• **What is asked**
Swap "cargo ship" for "oil tanker" in the stretch from the line containing "request: draw the outline of every instance of the cargo" through the line containing "target: cargo ship". Write out only those lines again, leaving all else unchanged.

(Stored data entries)
++++++++

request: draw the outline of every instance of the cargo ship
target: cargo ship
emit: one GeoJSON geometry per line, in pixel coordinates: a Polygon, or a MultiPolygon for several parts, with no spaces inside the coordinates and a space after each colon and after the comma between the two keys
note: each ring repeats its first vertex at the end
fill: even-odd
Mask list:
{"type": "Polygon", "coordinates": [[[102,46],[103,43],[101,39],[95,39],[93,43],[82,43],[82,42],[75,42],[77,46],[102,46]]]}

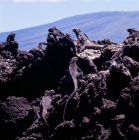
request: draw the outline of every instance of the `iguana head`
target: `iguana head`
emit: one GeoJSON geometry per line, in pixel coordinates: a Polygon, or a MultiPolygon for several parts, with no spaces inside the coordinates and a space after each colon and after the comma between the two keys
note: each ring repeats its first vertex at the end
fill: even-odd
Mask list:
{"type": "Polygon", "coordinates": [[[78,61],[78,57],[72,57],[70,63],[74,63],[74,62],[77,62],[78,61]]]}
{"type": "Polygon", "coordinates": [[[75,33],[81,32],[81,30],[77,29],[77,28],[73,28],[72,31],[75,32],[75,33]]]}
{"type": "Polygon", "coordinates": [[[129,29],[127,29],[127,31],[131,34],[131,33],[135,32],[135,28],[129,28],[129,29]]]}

++++++++

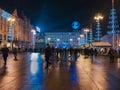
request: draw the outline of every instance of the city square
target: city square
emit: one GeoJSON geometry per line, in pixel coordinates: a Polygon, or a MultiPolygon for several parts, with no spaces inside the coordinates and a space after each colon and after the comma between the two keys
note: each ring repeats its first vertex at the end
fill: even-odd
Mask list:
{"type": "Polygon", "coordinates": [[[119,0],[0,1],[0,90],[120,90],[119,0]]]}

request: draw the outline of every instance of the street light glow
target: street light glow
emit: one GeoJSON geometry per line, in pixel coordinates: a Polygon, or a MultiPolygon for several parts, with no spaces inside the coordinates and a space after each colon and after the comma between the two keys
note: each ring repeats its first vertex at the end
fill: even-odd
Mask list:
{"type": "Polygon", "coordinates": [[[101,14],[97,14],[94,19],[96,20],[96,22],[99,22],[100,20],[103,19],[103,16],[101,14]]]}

++++++++

• **Written response**
request: draw the outline of every instance of the oil tanker
target: oil tanker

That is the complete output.